• [Problem statement]: Echo the rows word for word, from the first one through the line containing "537 455 L 556", and include both ends. Leave the picture out of your answer.

• [Source records]:
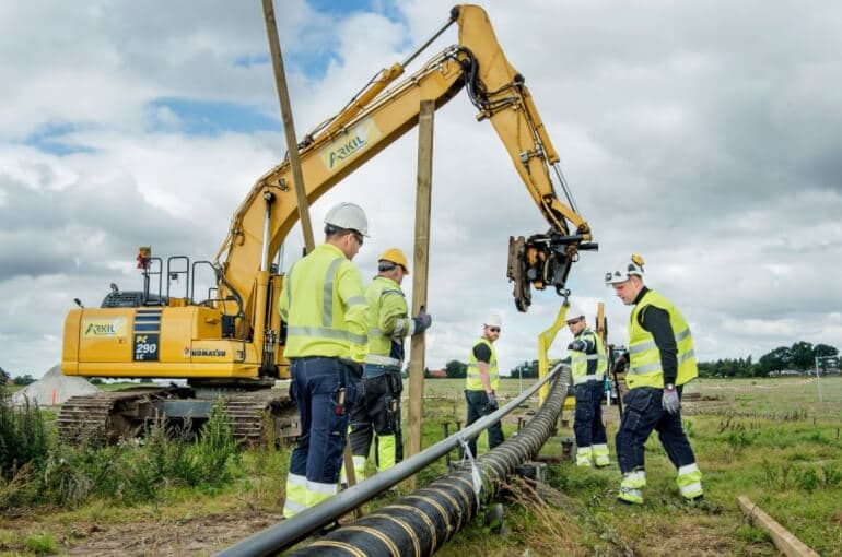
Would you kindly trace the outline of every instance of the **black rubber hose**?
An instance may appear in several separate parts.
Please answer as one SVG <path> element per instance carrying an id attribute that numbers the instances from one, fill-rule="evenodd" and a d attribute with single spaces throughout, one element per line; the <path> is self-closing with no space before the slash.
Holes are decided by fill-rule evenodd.
<path id="1" fill-rule="evenodd" d="M 537 455 L 556 430 L 569 386 L 570 369 L 564 369 L 533 419 L 516 436 L 478 459 L 482 478 L 479 495 L 473 490 L 468 465 L 289 555 L 421 557 L 434 554 L 473 519 L 479 501 L 490 499 L 518 464 Z"/>

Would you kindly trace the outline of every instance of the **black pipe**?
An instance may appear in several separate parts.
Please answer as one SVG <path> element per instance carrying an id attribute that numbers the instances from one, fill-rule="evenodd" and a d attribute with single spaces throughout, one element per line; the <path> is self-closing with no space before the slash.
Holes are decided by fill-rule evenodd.
<path id="1" fill-rule="evenodd" d="M 342 526 L 290 555 L 428 556 L 469 523 L 515 467 L 535 458 L 552 435 L 568 394 L 570 371 L 559 374 L 549 396 L 521 432 L 478 459 L 480 493 L 470 466 L 463 466 L 394 503 Z M 467 439 L 466 439 L 467 440 Z"/>
<path id="2" fill-rule="evenodd" d="M 479 435 L 483 429 L 488 428 L 490 425 L 500 420 L 503 416 L 517 408 L 543 383 L 558 377 L 559 369 L 561 369 L 561 365 L 557 365 L 552 370 L 550 370 L 549 374 L 547 374 L 546 377 L 513 399 L 508 404 L 504 405 L 493 414 L 484 416 L 483 418 L 475 422 L 469 427 L 457 431 L 447 439 L 438 441 L 429 449 L 406 459 L 404 462 L 400 462 L 399 464 L 388 470 L 378 472 L 374 476 L 366 478 L 364 482 L 361 482 L 355 486 L 346 489 L 344 491 L 340 491 L 323 503 L 302 511 L 292 519 L 284 520 L 283 522 L 253 534 L 252 536 L 238 542 L 227 549 L 223 549 L 217 555 L 220 557 L 265 556 L 274 555 L 280 550 L 291 547 L 292 545 L 307 537 L 312 532 L 334 522 L 339 517 L 352 511 L 353 509 L 363 505 L 365 501 L 376 497 L 378 494 L 385 491 L 389 487 L 397 485 L 407 477 L 416 474 L 437 459 L 441 459 L 444 454 L 459 447 L 461 445 L 461 439 L 467 440 L 472 436 Z M 564 382 L 566 383 L 570 382 L 570 378 L 568 376 L 569 372 L 565 376 L 566 379 L 564 379 Z M 558 381 L 556 381 L 556 383 L 558 384 Z M 553 391 L 557 389 L 558 387 L 553 387 Z M 566 393 L 566 387 L 564 387 L 563 390 Z M 545 406 L 547 406 L 546 403 Z M 561 406 L 559 405 L 559 410 Z M 535 422 L 539 415 L 541 415 L 541 412 L 539 412 L 535 418 L 533 418 L 530 424 Z M 556 414 L 556 419 L 558 419 L 558 411 Z M 504 448 L 508 442 L 510 441 L 506 441 L 498 449 Z M 535 450 L 537 451 L 540 449 L 543 440 L 535 448 Z M 488 454 L 484 458 L 488 458 Z"/>

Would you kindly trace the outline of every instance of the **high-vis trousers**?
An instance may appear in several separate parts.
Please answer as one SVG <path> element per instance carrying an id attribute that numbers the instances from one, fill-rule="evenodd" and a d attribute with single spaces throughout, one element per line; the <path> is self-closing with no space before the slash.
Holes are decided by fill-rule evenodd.
<path id="1" fill-rule="evenodd" d="M 605 425 L 603 425 L 601 381 L 586 381 L 576 386 L 573 434 L 576 437 L 577 466 L 589 466 L 592 458 L 597 466 L 610 464 Z"/>
<path id="2" fill-rule="evenodd" d="M 294 358 L 290 369 L 301 437 L 290 457 L 285 518 L 337 494 L 348 418 L 362 388 L 353 369 L 338 358 Z"/>
<path id="3" fill-rule="evenodd" d="M 677 387 L 677 390 L 678 395 L 681 396 L 682 388 Z M 643 446 L 653 430 L 658 432 L 667 457 L 678 470 L 676 483 L 681 496 L 690 500 L 703 495 L 702 473 L 695 463 L 690 441 L 681 427 L 681 413 L 669 414 L 662 407 L 663 393 L 663 389 L 638 387 L 631 389 L 623 399 L 624 411 L 616 439 L 617 460 L 620 472 L 623 474 L 619 497 L 629 502 L 643 502 L 642 491 L 624 498 L 623 486 L 642 490 L 645 485 Z"/>
<path id="4" fill-rule="evenodd" d="M 369 377 L 369 374 L 378 371 L 379 375 Z M 390 469 L 404 459 L 400 371 L 366 364 L 363 386 L 364 394 L 351 412 L 351 453 L 358 482 L 365 479 L 365 464 L 373 440 L 378 472 Z"/>

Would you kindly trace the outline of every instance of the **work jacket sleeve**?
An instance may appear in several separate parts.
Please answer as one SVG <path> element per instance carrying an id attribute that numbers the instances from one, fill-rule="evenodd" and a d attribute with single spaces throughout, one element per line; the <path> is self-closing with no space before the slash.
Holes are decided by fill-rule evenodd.
<path id="1" fill-rule="evenodd" d="M 377 316 L 377 328 L 386 336 L 402 339 L 412 329 L 407 312 L 407 299 L 400 293 L 384 292 L 381 298 L 381 315 Z"/>
<path id="2" fill-rule="evenodd" d="M 676 382 L 678 377 L 678 346 L 669 313 L 655 306 L 646 306 L 639 316 L 640 324 L 652 333 L 655 346 L 660 352 L 660 369 L 664 371 L 664 384 Z"/>
<path id="3" fill-rule="evenodd" d="M 351 358 L 365 362 L 369 355 L 369 301 L 365 299 L 360 271 L 350 261 L 337 271 L 339 299 L 346 308 L 344 321 L 350 337 Z"/>

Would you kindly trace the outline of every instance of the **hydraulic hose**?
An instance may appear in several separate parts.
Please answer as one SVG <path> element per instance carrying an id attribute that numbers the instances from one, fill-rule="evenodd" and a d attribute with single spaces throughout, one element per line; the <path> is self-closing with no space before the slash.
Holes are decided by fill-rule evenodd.
<path id="1" fill-rule="evenodd" d="M 491 498 L 518 464 L 535 458 L 556 429 L 569 386 L 570 369 L 564 368 L 557 374 L 549 396 L 526 427 L 477 460 L 481 477 L 479 490 L 471 466 L 461 466 L 290 555 L 421 557 L 434 554 L 473 519 L 480 501 Z"/>

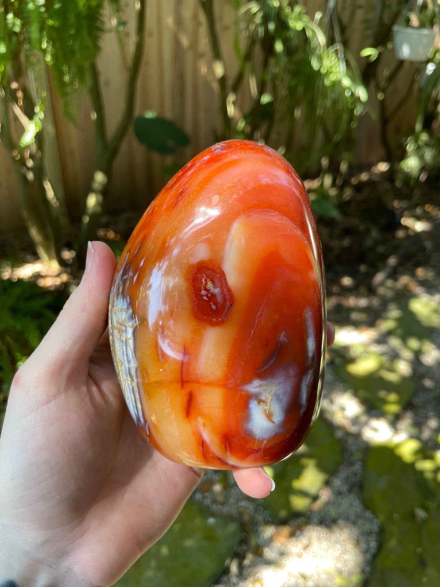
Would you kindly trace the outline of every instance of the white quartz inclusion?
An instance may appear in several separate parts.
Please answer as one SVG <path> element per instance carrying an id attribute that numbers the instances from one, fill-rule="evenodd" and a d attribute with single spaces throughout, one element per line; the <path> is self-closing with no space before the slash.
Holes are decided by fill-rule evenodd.
<path id="1" fill-rule="evenodd" d="M 255 379 L 241 387 L 249 394 L 246 427 L 255 438 L 266 440 L 282 431 L 292 379 L 290 373 L 268 379 Z"/>
<path id="2" fill-rule="evenodd" d="M 121 290 L 120 276 L 111 292 L 109 315 L 111 354 L 130 413 L 137 425 L 147 430 L 138 390 L 139 364 L 135 353 L 137 321 L 129 297 L 124 295 Z"/>

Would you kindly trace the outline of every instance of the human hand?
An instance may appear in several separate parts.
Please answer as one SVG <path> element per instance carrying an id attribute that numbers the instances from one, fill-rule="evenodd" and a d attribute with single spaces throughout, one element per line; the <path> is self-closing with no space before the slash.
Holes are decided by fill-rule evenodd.
<path id="1" fill-rule="evenodd" d="M 0 583 L 111 585 L 201 476 L 156 452 L 126 406 L 106 332 L 115 266 L 93 242 L 81 284 L 14 379 L 0 438 Z M 272 488 L 263 469 L 234 475 L 252 497 Z"/>

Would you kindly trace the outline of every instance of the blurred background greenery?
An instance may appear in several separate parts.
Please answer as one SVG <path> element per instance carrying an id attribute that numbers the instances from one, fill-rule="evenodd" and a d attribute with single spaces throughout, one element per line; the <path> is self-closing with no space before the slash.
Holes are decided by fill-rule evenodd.
<path id="1" fill-rule="evenodd" d="M 0 417 L 87 239 L 120 254 L 209 144 L 276 149 L 319 225 L 319 419 L 265 500 L 207 473 L 121 585 L 440 585 L 438 23 L 435 0 L 0 0 Z"/>

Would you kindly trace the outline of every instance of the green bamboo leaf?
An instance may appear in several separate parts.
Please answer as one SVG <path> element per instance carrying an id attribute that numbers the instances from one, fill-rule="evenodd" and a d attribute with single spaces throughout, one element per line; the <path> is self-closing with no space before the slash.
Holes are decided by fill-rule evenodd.
<path id="1" fill-rule="evenodd" d="M 143 116 L 137 116 L 134 128 L 139 141 L 160 155 L 172 155 L 177 149 L 189 143 L 184 131 L 156 112 L 147 110 Z"/>

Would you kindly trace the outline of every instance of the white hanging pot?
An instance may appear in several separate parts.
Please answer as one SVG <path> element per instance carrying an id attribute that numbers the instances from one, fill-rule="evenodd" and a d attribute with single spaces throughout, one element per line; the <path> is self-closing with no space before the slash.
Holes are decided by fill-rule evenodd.
<path id="1" fill-rule="evenodd" d="M 432 29 L 394 25 L 392 41 L 395 56 L 404 61 L 426 61 L 435 35 Z"/>

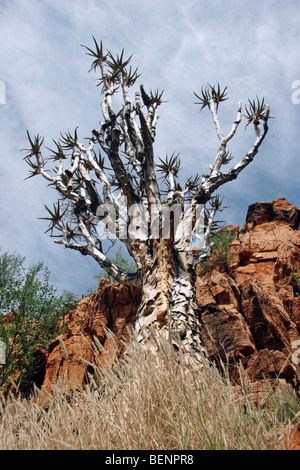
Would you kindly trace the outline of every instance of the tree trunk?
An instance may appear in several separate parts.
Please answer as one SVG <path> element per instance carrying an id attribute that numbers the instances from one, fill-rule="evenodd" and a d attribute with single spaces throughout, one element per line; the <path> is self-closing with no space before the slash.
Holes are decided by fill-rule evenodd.
<path id="1" fill-rule="evenodd" d="M 151 251 L 151 261 L 143 263 L 142 269 L 142 301 L 136 321 L 138 339 L 145 343 L 151 329 L 161 332 L 175 348 L 184 348 L 189 362 L 193 358 L 199 366 L 204 348 L 192 262 L 186 253 L 174 250 L 169 240 L 154 240 Z M 147 256 L 143 258 L 146 260 Z"/>

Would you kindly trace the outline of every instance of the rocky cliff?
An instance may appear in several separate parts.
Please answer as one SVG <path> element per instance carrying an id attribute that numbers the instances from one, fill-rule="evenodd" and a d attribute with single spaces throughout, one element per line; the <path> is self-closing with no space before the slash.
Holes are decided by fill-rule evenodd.
<path id="1" fill-rule="evenodd" d="M 300 297 L 294 268 L 300 267 L 300 211 L 286 199 L 252 204 L 245 225 L 235 233 L 233 256 L 226 269 L 197 278 L 203 341 L 210 358 L 242 361 L 253 381 L 285 379 L 299 384 L 300 368 L 292 361 L 300 333 Z M 299 286 L 300 290 L 300 286 Z M 100 363 L 112 357 L 109 328 L 117 341 L 133 325 L 141 293 L 102 280 L 93 295 L 81 300 L 64 322 L 68 331 L 50 344 L 40 384 L 67 376 L 76 387 L 87 380 L 94 358 L 93 340 L 101 343 Z M 122 351 L 122 342 L 117 351 Z M 98 348 L 99 352 L 99 348 Z"/>

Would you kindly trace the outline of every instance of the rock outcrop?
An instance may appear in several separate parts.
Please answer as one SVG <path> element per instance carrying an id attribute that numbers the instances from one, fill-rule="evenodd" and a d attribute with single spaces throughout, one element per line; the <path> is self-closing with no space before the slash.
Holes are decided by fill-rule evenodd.
<path id="1" fill-rule="evenodd" d="M 252 204 L 235 232 L 227 270 L 197 278 L 203 337 L 212 359 L 241 361 L 252 380 L 299 383 L 300 211 L 286 199 Z M 300 290 L 300 286 L 299 286 Z"/>
<path id="2" fill-rule="evenodd" d="M 286 199 L 252 204 L 235 233 L 234 256 L 226 270 L 198 276 L 203 341 L 211 359 L 229 363 L 234 375 L 241 361 L 251 380 L 285 379 L 299 384 L 292 346 L 300 333 L 300 297 L 294 269 L 300 268 L 300 211 Z M 299 286 L 300 290 L 300 286 Z M 43 387 L 67 375 L 76 387 L 94 361 L 93 340 L 103 347 L 99 360 L 115 352 L 105 327 L 117 341 L 126 338 L 141 299 L 138 289 L 102 280 L 97 292 L 81 300 L 64 322 L 68 331 L 45 352 Z M 117 347 L 122 351 L 122 345 Z M 107 352 L 105 352 L 107 351 Z"/>

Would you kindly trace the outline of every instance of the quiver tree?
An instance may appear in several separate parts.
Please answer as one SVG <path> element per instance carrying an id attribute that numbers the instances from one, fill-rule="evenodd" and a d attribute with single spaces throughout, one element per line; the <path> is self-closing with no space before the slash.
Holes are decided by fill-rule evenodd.
<path id="1" fill-rule="evenodd" d="M 212 115 L 219 142 L 209 171 L 180 185 L 179 155 L 155 161 L 157 109 L 163 93 L 146 92 L 141 85 L 131 97 L 129 90 L 139 78 L 130 65 L 131 56 L 125 59 L 124 51 L 120 56 L 104 53 L 102 42 L 95 39 L 94 46 L 86 50 L 93 58 L 91 70 L 99 73 L 103 117 L 88 145 L 79 139 L 77 129 L 68 131 L 53 141 L 55 148 L 48 149 L 45 157 L 43 139 L 39 135 L 32 139 L 28 133 L 29 177 L 42 175 L 59 194 L 53 209 L 46 207 L 47 231 L 55 243 L 93 257 L 117 281 L 142 289 L 136 321 L 141 340 L 153 326 L 165 331 L 173 343 L 179 337 L 200 360 L 194 267 L 211 252 L 215 216 L 222 210 L 216 191 L 237 178 L 257 154 L 268 131 L 269 106 L 258 98 L 249 100 L 245 118 L 247 125 L 254 126 L 254 144 L 231 166 L 227 145 L 242 120 L 242 104 L 238 103 L 235 121 L 225 135 L 218 108 L 228 99 L 227 88 L 207 85 L 195 93 L 200 109 L 207 108 Z M 46 169 L 51 161 L 54 168 Z M 114 238 L 125 244 L 136 263 L 135 273 L 109 259 L 104 240 Z"/>

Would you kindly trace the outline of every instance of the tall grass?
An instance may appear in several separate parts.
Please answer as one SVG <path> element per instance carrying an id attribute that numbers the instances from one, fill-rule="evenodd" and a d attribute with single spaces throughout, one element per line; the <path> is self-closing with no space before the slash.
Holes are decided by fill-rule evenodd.
<path id="1" fill-rule="evenodd" d="M 281 448 L 300 409 L 289 387 L 270 389 L 259 406 L 246 385 L 237 393 L 214 365 L 190 368 L 166 340 L 152 341 L 156 353 L 132 339 L 113 366 L 95 362 L 88 385 L 76 391 L 62 380 L 51 395 L 2 399 L 0 449 Z"/>

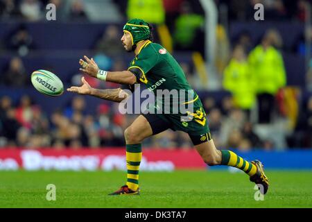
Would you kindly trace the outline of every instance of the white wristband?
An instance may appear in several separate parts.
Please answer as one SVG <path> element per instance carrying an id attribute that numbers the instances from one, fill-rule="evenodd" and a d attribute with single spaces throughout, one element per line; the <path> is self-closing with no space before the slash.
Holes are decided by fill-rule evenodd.
<path id="1" fill-rule="evenodd" d="M 96 78 L 101 79 L 101 80 L 105 81 L 106 76 L 107 76 L 107 71 L 98 69 L 98 74 L 96 74 Z"/>

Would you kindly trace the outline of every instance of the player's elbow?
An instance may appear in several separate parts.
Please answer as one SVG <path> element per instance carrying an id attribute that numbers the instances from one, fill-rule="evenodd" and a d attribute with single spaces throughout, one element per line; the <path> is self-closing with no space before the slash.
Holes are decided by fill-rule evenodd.
<path id="1" fill-rule="evenodd" d="M 137 83 L 137 77 L 135 77 L 135 76 L 132 74 L 131 74 L 132 75 L 130 76 L 129 76 L 128 79 L 128 83 L 126 83 L 127 84 L 129 85 L 133 85 L 135 83 Z"/>

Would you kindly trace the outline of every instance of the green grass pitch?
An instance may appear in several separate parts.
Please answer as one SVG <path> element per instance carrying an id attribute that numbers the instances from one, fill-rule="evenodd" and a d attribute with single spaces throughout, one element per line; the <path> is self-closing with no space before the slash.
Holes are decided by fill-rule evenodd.
<path id="1" fill-rule="evenodd" d="M 141 172 L 141 195 L 127 196 L 107 196 L 125 184 L 121 171 L 0 171 L 0 207 L 312 207 L 312 171 L 266 174 L 271 186 L 256 201 L 248 176 L 225 171 Z"/>

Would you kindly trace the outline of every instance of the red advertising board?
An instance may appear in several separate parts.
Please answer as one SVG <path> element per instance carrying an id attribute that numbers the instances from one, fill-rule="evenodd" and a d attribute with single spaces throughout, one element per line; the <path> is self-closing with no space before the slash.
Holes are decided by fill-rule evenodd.
<path id="1" fill-rule="evenodd" d="M 207 165 L 194 149 L 143 151 L 141 171 L 204 169 Z M 125 170 L 125 150 L 121 148 L 64 149 L 0 149 L 0 170 Z"/>

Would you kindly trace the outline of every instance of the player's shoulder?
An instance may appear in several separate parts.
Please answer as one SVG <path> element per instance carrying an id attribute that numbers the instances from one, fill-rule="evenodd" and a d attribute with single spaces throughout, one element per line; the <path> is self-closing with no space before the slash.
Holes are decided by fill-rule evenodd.
<path id="1" fill-rule="evenodd" d="M 159 55 L 166 53 L 166 50 L 159 44 L 150 42 L 141 51 L 141 56 L 155 56 L 158 57 Z"/>

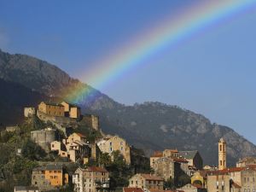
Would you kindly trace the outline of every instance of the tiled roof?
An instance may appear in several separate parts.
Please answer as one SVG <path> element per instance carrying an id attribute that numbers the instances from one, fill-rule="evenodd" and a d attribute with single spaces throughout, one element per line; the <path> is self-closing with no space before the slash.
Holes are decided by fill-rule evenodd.
<path id="1" fill-rule="evenodd" d="M 186 159 L 193 159 L 198 151 L 180 151 L 179 155 Z"/>
<path id="2" fill-rule="evenodd" d="M 221 175 L 221 174 L 226 174 L 229 172 L 241 172 L 244 170 L 246 167 L 230 167 L 230 168 L 226 168 L 224 170 L 216 170 L 216 171 L 208 171 L 207 174 L 213 174 L 213 175 Z"/>
<path id="3" fill-rule="evenodd" d="M 151 157 L 162 157 L 163 152 L 161 151 L 154 151 Z"/>
<path id="4" fill-rule="evenodd" d="M 79 132 L 75 132 L 75 134 L 77 134 L 78 136 L 85 138 L 86 137 L 84 135 L 83 135 L 82 133 Z"/>
<path id="5" fill-rule="evenodd" d="M 162 177 L 153 174 L 141 174 L 141 176 L 144 177 L 146 180 L 155 180 L 155 181 L 164 180 Z"/>
<path id="6" fill-rule="evenodd" d="M 237 189 L 241 189 L 241 188 L 239 184 L 236 183 L 235 182 L 232 183 L 232 186 L 234 188 L 237 188 Z"/>
<path id="7" fill-rule="evenodd" d="M 178 162 L 178 163 L 189 163 L 189 161 L 183 158 L 172 158 L 172 159 L 174 161 Z"/>
<path id="8" fill-rule="evenodd" d="M 144 192 L 141 188 L 123 188 L 124 192 Z"/>
<path id="9" fill-rule="evenodd" d="M 87 169 L 89 172 L 108 172 L 106 169 L 100 166 L 89 166 Z"/>

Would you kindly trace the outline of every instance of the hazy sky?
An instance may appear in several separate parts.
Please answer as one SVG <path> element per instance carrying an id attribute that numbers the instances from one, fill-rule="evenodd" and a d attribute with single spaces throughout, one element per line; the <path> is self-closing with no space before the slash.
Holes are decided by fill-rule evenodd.
<path id="1" fill-rule="evenodd" d="M 192 2 L 1 0 L 0 49 L 45 60 L 93 85 L 83 71 Z M 255 8 L 233 15 L 101 90 L 125 104 L 181 106 L 256 143 L 255 24 Z"/>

• [Output below]:
Would you kindly trace the outline of every instance of the **black rubber hose**?
An instance may appear in several separate parts.
Please answer as one SVG <path> element per instance carrying an id attribute that numbers the instances from one, fill-rule="evenodd" and a d attribute with single spaces throughout, one element per line; the <path> is self-closing with no space before the slash.
Holes are decided by fill-rule evenodd.
<path id="1" fill-rule="evenodd" d="M 537 455 L 556 430 L 569 386 L 570 369 L 564 369 L 533 419 L 516 436 L 478 459 L 482 478 L 479 495 L 473 490 L 468 465 L 289 555 L 421 557 L 434 554 L 473 519 L 479 501 L 490 499 L 518 464 Z"/>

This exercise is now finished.